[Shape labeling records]
+ + + + +

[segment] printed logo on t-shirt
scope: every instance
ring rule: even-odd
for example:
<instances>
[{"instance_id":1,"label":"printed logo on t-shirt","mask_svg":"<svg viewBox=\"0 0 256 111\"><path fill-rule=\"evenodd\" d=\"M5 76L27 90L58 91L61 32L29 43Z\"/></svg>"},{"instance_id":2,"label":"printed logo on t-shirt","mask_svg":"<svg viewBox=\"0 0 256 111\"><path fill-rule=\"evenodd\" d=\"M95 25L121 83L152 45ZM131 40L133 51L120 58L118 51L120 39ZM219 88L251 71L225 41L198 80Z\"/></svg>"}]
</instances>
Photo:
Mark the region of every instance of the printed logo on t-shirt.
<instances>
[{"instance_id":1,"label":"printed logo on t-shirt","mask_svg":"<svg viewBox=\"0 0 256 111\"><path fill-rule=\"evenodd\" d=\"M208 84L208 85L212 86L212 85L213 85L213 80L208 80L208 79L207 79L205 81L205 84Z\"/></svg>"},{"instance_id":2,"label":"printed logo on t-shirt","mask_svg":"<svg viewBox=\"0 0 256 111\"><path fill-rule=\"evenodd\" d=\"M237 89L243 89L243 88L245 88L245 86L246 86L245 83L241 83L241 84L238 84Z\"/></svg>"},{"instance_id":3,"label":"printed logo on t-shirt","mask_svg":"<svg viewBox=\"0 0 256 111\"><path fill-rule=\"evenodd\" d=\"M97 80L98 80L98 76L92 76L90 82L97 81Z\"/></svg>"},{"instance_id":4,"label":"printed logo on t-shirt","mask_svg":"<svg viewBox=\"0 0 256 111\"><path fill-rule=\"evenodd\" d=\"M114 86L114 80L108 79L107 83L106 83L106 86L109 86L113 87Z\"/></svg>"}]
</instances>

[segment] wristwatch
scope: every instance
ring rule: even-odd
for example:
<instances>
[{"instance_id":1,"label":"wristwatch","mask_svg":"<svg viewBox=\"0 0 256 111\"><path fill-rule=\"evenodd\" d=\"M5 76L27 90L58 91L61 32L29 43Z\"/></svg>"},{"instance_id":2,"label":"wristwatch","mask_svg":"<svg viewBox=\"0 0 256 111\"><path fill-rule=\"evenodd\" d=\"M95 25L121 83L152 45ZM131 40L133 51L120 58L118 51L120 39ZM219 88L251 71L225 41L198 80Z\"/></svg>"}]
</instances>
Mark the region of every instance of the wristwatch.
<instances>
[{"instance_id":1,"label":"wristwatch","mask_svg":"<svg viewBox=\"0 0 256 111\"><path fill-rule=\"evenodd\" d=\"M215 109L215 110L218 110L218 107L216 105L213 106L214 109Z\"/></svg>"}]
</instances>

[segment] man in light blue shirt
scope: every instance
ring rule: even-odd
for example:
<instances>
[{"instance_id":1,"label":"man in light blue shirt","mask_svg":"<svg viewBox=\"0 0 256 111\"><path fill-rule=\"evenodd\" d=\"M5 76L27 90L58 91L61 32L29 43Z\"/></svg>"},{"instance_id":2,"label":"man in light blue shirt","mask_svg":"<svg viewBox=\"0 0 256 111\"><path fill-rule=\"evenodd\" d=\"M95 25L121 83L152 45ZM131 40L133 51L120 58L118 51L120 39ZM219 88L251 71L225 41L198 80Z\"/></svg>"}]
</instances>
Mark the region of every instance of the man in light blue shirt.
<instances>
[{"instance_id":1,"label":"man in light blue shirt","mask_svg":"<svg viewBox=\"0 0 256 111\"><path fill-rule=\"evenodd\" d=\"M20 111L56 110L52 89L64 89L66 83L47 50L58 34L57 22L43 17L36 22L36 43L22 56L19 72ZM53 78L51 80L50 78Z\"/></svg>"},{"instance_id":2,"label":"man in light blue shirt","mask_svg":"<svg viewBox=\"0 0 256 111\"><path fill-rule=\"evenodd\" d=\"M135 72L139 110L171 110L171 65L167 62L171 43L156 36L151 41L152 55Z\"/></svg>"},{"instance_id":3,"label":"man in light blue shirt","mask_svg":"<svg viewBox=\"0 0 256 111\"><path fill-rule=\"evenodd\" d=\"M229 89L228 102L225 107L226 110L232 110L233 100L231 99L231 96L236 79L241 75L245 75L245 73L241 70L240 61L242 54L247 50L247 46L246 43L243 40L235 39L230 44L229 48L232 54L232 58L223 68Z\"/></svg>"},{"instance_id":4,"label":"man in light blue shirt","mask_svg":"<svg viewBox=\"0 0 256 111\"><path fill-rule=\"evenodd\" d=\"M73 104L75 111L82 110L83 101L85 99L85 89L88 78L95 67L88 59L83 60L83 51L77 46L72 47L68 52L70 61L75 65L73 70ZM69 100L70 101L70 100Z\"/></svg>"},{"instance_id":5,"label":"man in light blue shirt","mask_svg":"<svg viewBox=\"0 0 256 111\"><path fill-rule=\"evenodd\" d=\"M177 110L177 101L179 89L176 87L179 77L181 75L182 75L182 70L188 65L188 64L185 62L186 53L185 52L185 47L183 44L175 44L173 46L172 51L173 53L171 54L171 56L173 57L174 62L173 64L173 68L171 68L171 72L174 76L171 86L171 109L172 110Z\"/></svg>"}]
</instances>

+ + + + +

TASK DETAILS: Extract every line of the records above that contains the word "wristwatch", matching case exactly.

OUTPUT:
[segment] wristwatch
[{"instance_id":1,"label":"wristwatch","mask_svg":"<svg viewBox=\"0 0 256 111\"><path fill-rule=\"evenodd\" d=\"M5 76L27 90L58 91L61 32L29 43Z\"/></svg>"},{"instance_id":2,"label":"wristwatch","mask_svg":"<svg viewBox=\"0 0 256 111\"><path fill-rule=\"evenodd\" d=\"M95 25L121 83L152 45ZM131 40L133 51L120 58L118 51L120 39ZM219 88L251 71L225 41L198 80Z\"/></svg>"}]
Mark the region of every instance of the wristwatch.
[{"instance_id":1,"label":"wristwatch","mask_svg":"<svg viewBox=\"0 0 256 111\"><path fill-rule=\"evenodd\" d=\"M215 109L215 110L218 110L218 107L216 105L213 106L214 109Z\"/></svg>"}]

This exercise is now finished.